## GIVEN PASSAGE
++++

Taking the derivative:

\[\frac{d\text{DF}}{dt} = \frac{1}{\tau_{\text{sfh}}} \text{DF}(t) + f(t)\]

Solving for $f(t)$:

\[f(t) = \frac{d\text{DF}}{dt} - \frac{1}{\tau_{\text{sfh}}} \text{DF}(t)\]

5.2 Solution for Linear [X/Mg] Growth

For the delayed factor derived above:

\[\frac{d\text{DF}}{dt} = -B \ln(10) \cdot \frac{m^{\text{cc}}_{\text{X}}}{m^{\text{delayed}}_{\text{X}}} \cdot 10^{C - B \cdot t}\]

Substituting into the expression for $f(t)$:

\[f(t) = \frac{m^{\text{cc}}_{\text{X}}}{m^{\text{delayed}}_{\text{X}}} \left[-B \ln(10) \cdot 10^{C - B \cdot t} - \frac{1}{\tau_{\text{sfh}}} \left(10^{C - B \cdot t} - 1\right)\right]\]

5.3 Key Mathematical Insight

For typical parameter values where $B > 0$ (older stars have lower $[\text{X/Mg}]$):

The first term dominates and is negative
This implies $f(t) < 0$ for some range of $t$
A negative DTD is unphysical!

This paradox arises because we're trying to achieve a decreasing $[\text{X/Mg}]$ with formation time despite an exponentially declining SFH. The resolution requires a modified approach.

6. Physical DTD Solutions

6.1 Compensating for Declining SFH

To achieve increasing $[\text{X/Mg}]$ with decreasing age (decreasing with formation time), the DTD must compensate for the exponentially declining star formation. The required form is:

\[f(\tau) = g(\tau) \cdot \frac{e^{\tau/\tau_{\text{sfh}}}}{\tau_{\text{sfh}}}\]

where $g(\tau)$ is a normalized distribution. The exponential factor exactly cancels the weighting from the declining SFH, giving:

\[\text{DF}(t) = \int_0^t g(\tau) d\tau = G(t)\]

where $G(t)$ is the cumulative distribution function of $g(\tau)$.

6.2 Power-Law Family of Solutions

For a smooth transition from $\text{DF}(0) = 0$ to $\text{DF}(t_{\text{max}}) = 1$, consider:

\[g(\tau) = \frac{(n+1)\tau^n}{t_{\text{max}}^{n+1}} \quad \text{for } 0 < \tau < t_{\text{max}}\]

This gives:

\[G(t) = \left(\frac{t}{t_{\text{max}}}\right)^{n+1}\]

The complete DTD is:

\[\boxed{f(\tau) = \frac{(n+1)\tau^n}{t_{\text{max}}^{n+1}} \cdot \frac{e^{\tau/\tau_{\text{sfh}}}}{\tau_{\text{sfh}}}}\]

6.3 Linear [X/Mg] Growth

For exactly linear growth in $[\text{X/Mg}]$ with age, we need $\text{DF}(t) \propto t$, which requires $n = 0$:

\[f(\tau) = \frac{1}{t_{\text{max}}} \cdot \frac{e^{\tau/\tau_{\text{sfh}}}}{\tau_{\text{sfh}}}\]

This DTD:

Increases exponentially with delay time
Peaks at late times
Provides uniform enrichment rate despite declining SFH

7. Discussion

7.1 Physical Interpretation

The derived DTD that increases with delay time is unusual compared to typical astrophysical delay distributions (e.g., Type Ia SNe, which decline as $t^{-1.1}$). Possible physical scenarios include:

Metallicity-dependent yields: If element X production efficiency increases with metallicity, later generations contribute more
Multiple sources: A combination of sources with different characteristic timescales
Mass-dependent delays: If lower-mass stars (with longer lifetimes) are more efficient X producers

7.2 Observational Tests

To apply this framework:

Measure $[\text{X/Mg}]$ vs age for a sample of stars with $[\text{Mg/H}] \approx 0$
Fit the functional form of the age-abundance relation
Use the derived expressions to constrain the DTD
Compare with theoretical predictions for various nucleosynthetic sources

7.3 Limitations

This analysis assumes:

Perfect mixing (one-zone approximation)

++++

[Object position labeling material]
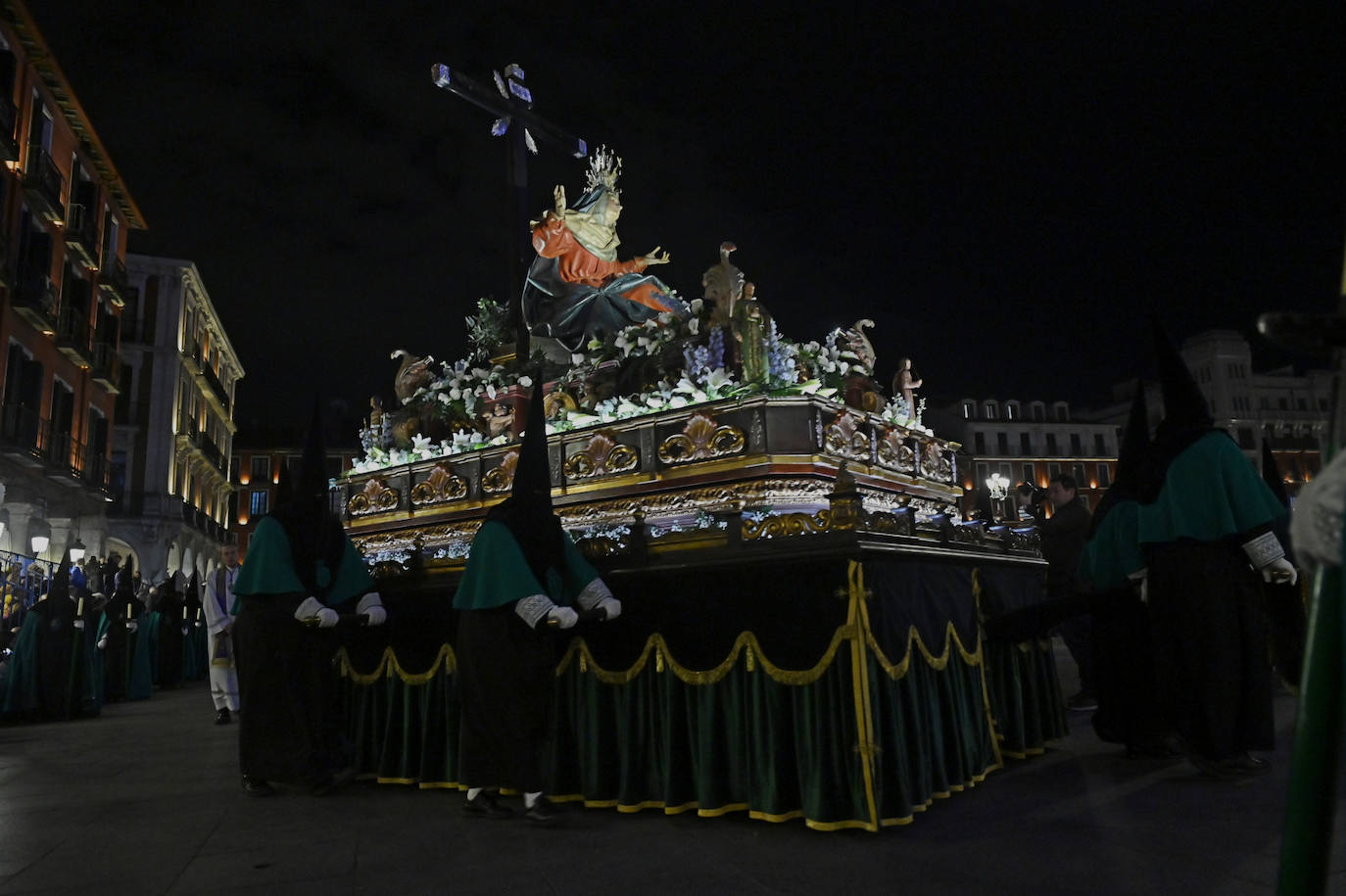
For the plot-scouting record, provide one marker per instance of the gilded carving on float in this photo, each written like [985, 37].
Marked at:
[895, 450]
[785, 525]
[844, 438]
[701, 439]
[936, 463]
[501, 478]
[601, 456]
[439, 488]
[373, 498]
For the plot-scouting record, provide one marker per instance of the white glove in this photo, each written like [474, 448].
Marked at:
[1280, 571]
[564, 616]
[373, 607]
[313, 608]
[1316, 528]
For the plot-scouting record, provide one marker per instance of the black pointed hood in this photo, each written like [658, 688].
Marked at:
[528, 511]
[315, 536]
[1184, 406]
[1186, 413]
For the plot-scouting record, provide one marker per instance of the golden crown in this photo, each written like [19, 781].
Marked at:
[604, 168]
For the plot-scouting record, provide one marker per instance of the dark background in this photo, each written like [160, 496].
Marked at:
[1003, 193]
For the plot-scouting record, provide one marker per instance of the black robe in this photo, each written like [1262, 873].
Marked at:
[171, 640]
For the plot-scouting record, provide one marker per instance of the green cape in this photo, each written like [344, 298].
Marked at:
[269, 569]
[1212, 492]
[497, 572]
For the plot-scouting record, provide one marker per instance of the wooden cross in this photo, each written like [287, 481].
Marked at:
[511, 103]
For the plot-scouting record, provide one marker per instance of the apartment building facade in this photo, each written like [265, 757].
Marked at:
[173, 421]
[65, 214]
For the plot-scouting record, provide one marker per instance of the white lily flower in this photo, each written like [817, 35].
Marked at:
[718, 378]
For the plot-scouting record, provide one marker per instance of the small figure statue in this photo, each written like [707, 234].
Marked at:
[576, 287]
[501, 420]
[905, 382]
[723, 287]
[412, 374]
[751, 326]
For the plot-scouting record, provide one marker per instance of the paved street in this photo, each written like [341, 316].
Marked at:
[146, 801]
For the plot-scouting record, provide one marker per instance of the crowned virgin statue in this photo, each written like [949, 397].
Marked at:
[576, 288]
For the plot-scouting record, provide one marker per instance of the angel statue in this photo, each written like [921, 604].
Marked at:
[576, 287]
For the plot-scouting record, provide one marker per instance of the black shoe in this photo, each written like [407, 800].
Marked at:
[333, 781]
[256, 787]
[485, 806]
[1234, 769]
[543, 813]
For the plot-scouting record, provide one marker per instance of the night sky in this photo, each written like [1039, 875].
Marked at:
[1001, 193]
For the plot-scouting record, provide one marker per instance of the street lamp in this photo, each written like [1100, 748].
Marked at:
[39, 536]
[999, 488]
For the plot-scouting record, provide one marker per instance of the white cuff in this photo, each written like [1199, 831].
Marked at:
[532, 610]
[1263, 549]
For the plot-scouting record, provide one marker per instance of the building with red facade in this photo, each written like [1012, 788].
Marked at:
[64, 219]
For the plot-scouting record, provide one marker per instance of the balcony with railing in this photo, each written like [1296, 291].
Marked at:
[22, 432]
[216, 389]
[107, 367]
[43, 184]
[65, 456]
[35, 301]
[74, 335]
[82, 234]
[191, 355]
[112, 279]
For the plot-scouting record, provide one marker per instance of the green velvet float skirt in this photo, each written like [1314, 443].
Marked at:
[852, 698]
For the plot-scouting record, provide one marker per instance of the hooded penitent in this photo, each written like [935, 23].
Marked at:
[528, 511]
[316, 540]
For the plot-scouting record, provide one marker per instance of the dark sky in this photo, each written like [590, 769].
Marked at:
[1000, 191]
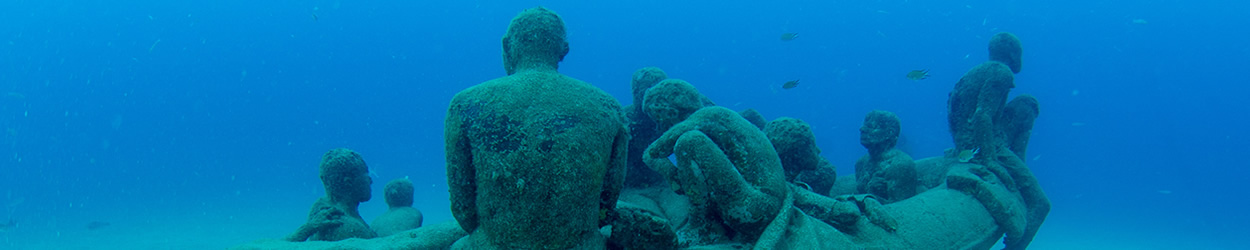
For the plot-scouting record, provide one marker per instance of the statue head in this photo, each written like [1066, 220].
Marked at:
[535, 39]
[345, 176]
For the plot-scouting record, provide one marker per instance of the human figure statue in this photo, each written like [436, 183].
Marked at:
[535, 159]
[401, 216]
[336, 215]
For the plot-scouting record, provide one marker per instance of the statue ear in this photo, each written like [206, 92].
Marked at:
[564, 50]
[508, 56]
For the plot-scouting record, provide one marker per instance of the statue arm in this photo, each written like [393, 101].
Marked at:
[614, 180]
[656, 155]
[461, 184]
[321, 218]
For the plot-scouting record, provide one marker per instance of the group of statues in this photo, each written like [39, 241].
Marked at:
[541, 160]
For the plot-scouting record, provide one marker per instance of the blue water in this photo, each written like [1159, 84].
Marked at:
[200, 124]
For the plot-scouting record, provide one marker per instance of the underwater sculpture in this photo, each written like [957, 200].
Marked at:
[535, 159]
[981, 120]
[551, 179]
[400, 216]
[885, 171]
[336, 215]
[755, 118]
[800, 158]
[673, 100]
[1005, 48]
[1016, 124]
[641, 129]
[728, 169]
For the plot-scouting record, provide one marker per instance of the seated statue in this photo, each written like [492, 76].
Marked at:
[336, 215]
[401, 216]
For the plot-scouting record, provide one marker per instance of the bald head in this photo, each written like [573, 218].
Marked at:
[535, 39]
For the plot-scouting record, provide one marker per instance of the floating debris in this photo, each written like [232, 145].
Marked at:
[789, 36]
[915, 75]
[11, 224]
[790, 84]
[95, 225]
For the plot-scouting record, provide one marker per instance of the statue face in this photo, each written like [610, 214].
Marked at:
[355, 186]
[364, 188]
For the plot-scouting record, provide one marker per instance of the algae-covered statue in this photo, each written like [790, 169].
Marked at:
[336, 216]
[400, 215]
[535, 159]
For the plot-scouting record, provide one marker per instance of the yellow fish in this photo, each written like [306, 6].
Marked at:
[915, 75]
[790, 84]
[789, 36]
[968, 154]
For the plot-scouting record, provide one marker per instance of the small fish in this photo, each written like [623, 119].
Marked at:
[968, 154]
[789, 36]
[915, 75]
[790, 84]
[11, 224]
[95, 225]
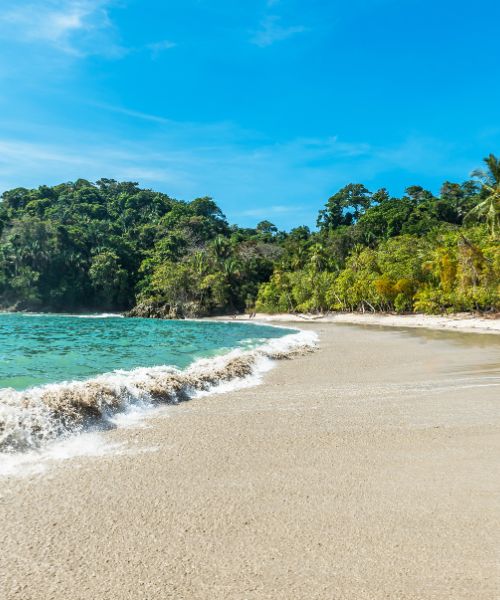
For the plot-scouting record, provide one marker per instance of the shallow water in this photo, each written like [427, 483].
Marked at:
[41, 349]
[62, 375]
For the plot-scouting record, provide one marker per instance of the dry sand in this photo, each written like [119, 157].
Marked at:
[367, 470]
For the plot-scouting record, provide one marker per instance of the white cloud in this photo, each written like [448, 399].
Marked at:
[76, 27]
[271, 30]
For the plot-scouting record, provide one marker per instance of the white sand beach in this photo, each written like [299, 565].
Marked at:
[367, 470]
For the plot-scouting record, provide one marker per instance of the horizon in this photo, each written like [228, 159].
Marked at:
[268, 108]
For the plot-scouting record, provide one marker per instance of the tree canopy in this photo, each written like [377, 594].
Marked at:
[112, 245]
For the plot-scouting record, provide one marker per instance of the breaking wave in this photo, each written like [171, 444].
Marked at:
[32, 418]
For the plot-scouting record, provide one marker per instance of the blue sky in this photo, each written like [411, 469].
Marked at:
[269, 106]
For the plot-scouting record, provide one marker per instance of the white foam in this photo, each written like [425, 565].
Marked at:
[33, 420]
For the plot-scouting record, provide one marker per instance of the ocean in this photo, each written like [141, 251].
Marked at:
[61, 375]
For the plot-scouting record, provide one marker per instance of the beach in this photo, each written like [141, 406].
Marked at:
[461, 322]
[365, 470]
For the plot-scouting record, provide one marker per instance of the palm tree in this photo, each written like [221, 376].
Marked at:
[489, 204]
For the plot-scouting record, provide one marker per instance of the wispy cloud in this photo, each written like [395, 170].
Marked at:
[251, 179]
[156, 48]
[272, 30]
[75, 27]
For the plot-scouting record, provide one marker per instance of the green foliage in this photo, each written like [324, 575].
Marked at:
[111, 245]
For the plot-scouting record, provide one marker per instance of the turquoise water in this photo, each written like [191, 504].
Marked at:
[40, 349]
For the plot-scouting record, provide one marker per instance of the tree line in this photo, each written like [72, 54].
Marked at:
[111, 245]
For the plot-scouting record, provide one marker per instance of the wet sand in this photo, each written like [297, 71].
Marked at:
[367, 470]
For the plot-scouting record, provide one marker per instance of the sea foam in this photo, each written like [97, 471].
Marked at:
[33, 418]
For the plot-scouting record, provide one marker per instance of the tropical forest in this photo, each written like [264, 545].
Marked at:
[114, 246]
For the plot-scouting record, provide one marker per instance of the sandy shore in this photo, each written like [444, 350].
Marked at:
[367, 470]
[463, 322]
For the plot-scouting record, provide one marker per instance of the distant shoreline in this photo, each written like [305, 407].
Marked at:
[362, 470]
[461, 322]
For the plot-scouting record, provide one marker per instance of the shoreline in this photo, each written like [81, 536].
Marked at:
[342, 476]
[462, 322]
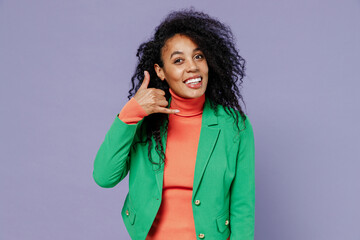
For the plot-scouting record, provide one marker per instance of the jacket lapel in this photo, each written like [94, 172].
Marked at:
[208, 137]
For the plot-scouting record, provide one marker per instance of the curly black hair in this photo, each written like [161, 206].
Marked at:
[226, 68]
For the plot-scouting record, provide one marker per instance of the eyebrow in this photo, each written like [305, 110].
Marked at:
[179, 52]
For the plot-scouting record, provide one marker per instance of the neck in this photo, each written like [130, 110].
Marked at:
[188, 106]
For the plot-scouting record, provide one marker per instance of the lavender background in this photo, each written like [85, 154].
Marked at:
[65, 68]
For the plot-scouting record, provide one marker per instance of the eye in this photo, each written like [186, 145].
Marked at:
[178, 60]
[199, 56]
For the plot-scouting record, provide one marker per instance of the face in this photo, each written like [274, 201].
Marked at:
[184, 67]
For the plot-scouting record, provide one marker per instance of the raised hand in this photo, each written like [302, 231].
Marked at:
[152, 100]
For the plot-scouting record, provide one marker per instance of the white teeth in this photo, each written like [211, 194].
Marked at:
[194, 80]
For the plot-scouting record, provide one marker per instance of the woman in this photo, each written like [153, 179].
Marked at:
[183, 137]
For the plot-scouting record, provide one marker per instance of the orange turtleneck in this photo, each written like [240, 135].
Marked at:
[174, 219]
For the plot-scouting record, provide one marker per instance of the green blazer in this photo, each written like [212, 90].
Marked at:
[223, 198]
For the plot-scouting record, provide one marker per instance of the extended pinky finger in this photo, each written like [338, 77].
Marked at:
[167, 110]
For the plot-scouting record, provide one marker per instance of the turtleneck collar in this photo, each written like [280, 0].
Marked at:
[188, 106]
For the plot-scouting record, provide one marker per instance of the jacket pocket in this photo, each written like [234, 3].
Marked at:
[223, 221]
[129, 212]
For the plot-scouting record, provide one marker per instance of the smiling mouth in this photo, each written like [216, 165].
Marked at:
[193, 81]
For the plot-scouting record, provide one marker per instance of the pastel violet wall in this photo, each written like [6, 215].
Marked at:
[65, 68]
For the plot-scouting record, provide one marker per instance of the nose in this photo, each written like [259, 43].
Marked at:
[192, 66]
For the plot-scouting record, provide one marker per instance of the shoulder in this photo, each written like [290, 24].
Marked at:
[226, 117]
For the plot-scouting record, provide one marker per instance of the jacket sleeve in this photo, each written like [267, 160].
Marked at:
[242, 198]
[111, 163]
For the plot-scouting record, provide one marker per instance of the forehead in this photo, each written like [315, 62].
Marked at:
[180, 43]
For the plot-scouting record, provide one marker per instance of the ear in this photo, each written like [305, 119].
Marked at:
[159, 72]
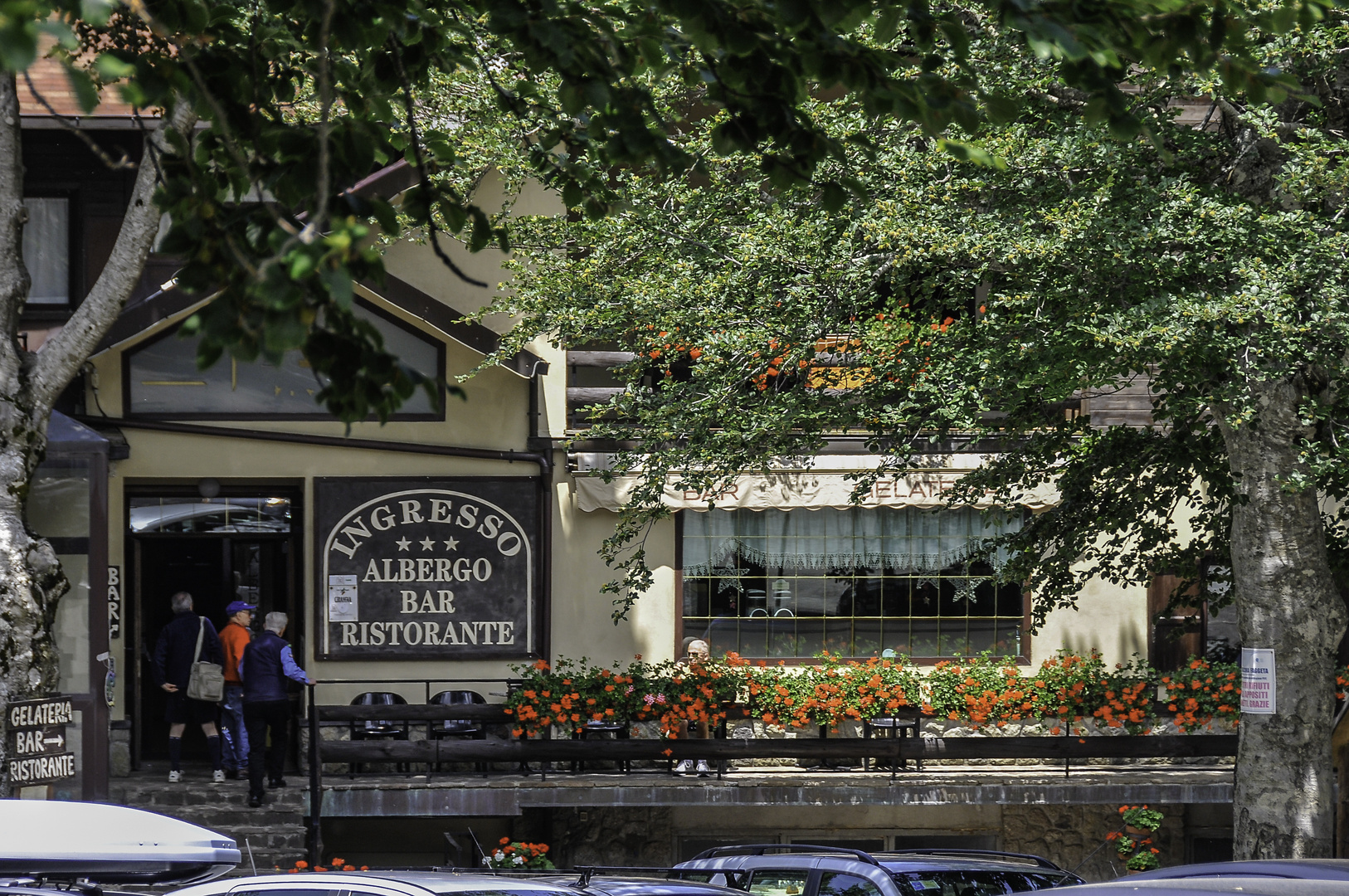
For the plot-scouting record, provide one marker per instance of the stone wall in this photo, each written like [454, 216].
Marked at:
[1074, 837]
[637, 835]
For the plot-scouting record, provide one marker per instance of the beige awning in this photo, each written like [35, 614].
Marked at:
[799, 490]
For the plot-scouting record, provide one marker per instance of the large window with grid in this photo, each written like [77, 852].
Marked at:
[855, 582]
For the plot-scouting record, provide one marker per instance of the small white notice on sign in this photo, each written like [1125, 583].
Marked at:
[1258, 693]
[342, 599]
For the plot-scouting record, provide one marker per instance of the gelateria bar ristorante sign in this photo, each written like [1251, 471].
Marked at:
[426, 568]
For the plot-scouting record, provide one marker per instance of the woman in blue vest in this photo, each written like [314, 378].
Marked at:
[266, 665]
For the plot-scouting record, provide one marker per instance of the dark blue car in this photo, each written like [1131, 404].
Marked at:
[775, 869]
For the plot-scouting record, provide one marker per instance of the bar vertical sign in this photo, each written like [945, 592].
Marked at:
[1258, 694]
[114, 602]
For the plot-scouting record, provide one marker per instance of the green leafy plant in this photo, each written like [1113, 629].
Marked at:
[1204, 691]
[1142, 818]
[515, 855]
[984, 689]
[1128, 698]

++++

## EXERCISE AIM
In the delay-time distribution passage, what value of n is required for exactly linear growth in [X/Mg] with age?

## FULL OUTPUT
n = 0